>> START Data shown

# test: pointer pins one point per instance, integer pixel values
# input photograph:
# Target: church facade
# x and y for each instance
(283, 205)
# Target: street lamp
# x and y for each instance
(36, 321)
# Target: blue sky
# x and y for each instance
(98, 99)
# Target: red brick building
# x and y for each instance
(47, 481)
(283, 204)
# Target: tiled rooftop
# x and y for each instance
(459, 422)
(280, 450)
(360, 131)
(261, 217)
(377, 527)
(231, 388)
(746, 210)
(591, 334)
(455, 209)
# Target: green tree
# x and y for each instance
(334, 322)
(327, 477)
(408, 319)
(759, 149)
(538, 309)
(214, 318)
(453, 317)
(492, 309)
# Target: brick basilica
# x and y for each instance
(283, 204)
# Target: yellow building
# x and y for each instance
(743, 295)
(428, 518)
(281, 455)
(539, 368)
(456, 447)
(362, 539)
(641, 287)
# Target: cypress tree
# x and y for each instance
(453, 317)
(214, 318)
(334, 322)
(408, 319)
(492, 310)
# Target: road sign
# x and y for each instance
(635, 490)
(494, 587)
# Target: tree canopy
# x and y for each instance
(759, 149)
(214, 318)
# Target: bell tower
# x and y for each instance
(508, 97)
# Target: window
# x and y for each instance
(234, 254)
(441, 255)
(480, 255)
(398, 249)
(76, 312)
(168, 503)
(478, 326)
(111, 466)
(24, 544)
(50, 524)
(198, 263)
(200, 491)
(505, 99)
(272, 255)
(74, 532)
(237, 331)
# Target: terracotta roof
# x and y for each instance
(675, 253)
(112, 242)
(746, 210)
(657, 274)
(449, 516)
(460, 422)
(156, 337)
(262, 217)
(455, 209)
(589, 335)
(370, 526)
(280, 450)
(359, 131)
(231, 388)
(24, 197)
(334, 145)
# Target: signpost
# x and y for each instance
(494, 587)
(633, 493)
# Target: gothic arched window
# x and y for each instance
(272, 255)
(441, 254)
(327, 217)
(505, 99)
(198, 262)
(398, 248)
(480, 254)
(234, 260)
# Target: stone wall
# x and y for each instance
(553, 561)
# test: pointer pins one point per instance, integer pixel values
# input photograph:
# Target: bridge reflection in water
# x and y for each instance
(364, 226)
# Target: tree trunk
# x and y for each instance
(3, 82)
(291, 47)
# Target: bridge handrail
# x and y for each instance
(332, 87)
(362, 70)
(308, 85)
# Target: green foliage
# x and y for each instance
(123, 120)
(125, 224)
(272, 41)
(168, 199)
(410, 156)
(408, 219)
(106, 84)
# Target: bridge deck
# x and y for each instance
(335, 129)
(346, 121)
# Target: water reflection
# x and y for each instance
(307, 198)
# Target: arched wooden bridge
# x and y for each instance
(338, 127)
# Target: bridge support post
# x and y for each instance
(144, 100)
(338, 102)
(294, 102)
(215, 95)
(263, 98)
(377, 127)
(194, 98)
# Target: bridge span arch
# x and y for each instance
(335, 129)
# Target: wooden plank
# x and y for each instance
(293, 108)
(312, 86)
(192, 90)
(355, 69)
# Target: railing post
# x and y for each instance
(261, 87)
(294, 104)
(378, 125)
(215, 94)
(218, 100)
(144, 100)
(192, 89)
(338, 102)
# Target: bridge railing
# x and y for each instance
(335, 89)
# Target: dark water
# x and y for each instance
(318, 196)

>> END Data shown

## Exercise description
Print out every entry, keeping each one exact.

## Solved problem
# test: pointer pins one point per instance, integer pixel values
# input photograph:
# Target: church facade
# x and y for each instance
(283, 205)
# Target: street lamp
# x and y for each instance
(36, 321)
# Target: blue sky
# x and y for each instance
(98, 99)
# Target: red brick building
# x and y for each instance
(47, 481)
(283, 204)
# Target: tiled rooftop
# x and y for each instance
(459, 422)
(280, 450)
(360, 131)
(261, 217)
(377, 527)
(231, 388)
(746, 210)
(591, 334)
(455, 209)
# Target: green tree
# x and y for each instance
(334, 322)
(327, 477)
(408, 319)
(759, 149)
(538, 309)
(214, 318)
(453, 317)
(492, 309)
# Target: brick basilica
# x and y for each instance
(283, 204)
# Target: yellow building
# x and y for each instance
(743, 295)
(428, 518)
(281, 455)
(539, 368)
(456, 447)
(362, 539)
(641, 287)
# Target: cypress tree
# x and y for each instance
(453, 317)
(214, 318)
(334, 322)
(408, 319)
(492, 310)
# Target: road sign
# x and y for each instance
(635, 490)
(494, 587)
# Target: tree canopy
# x and y for each instance
(759, 149)
(214, 318)
# Target: bell tower
# x and y for each instance
(508, 97)
# Target: window
# x and y for each instance
(234, 254)
(441, 255)
(480, 255)
(398, 249)
(76, 312)
(168, 503)
(478, 326)
(111, 466)
(24, 544)
(50, 524)
(198, 263)
(200, 491)
(505, 99)
(272, 255)
(74, 532)
(237, 331)
# Target: terracotta roof
# x and y for each instance
(675, 253)
(112, 242)
(746, 210)
(657, 274)
(449, 516)
(460, 422)
(156, 337)
(262, 217)
(455, 209)
(589, 335)
(370, 526)
(280, 450)
(359, 131)
(231, 388)
(24, 197)
(334, 145)
# Target: signpost
# x and y for each instance
(494, 587)
(633, 493)
# Target: gothic arched window
# x and y for each instance
(272, 255)
(441, 254)
(327, 217)
(505, 99)
(198, 262)
(398, 248)
(480, 254)
(234, 260)
# Target: stone wall
# x and y for each instance
(553, 561)
# test: pointer pins one point per instance, integer pixel values
# input photograph:
# Target: bridge reflection in water
# x and y for each instance
(364, 226)
# Target: tree trunk
# x and y for each instance
(3, 82)
(291, 47)
# Target: bridge handrail
# x and y for each instance
(332, 87)
(362, 70)
(308, 85)
# Target: green foliage
# x and y for each instance
(123, 120)
(125, 224)
(272, 41)
(168, 199)
(410, 156)
(408, 219)
(106, 84)
# Target: bridge deck
# x and y for each instance
(335, 129)
(346, 121)
# Target: water reflection
# x and y for each instance
(307, 198)
# Target: arched wooden bridge
# x and y for each instance
(338, 127)
# Target: bridge support post
# x and y for each instance
(144, 100)
(338, 102)
(294, 102)
(215, 95)
(263, 98)
(377, 127)
(194, 98)
# Target: bridge span arch
# x and y for each instance
(335, 129)
# Target: wooden plank
# x and y for each instance
(293, 108)
(312, 86)
(192, 90)
(355, 69)
# Target: railing post
# x and y for each instance
(261, 87)
(294, 104)
(378, 125)
(215, 94)
(218, 100)
(144, 100)
(192, 89)
(338, 102)
# Target: bridge railing
# x and y for each instance
(335, 89)
# Target: dark water
# x and y for each instance
(318, 196)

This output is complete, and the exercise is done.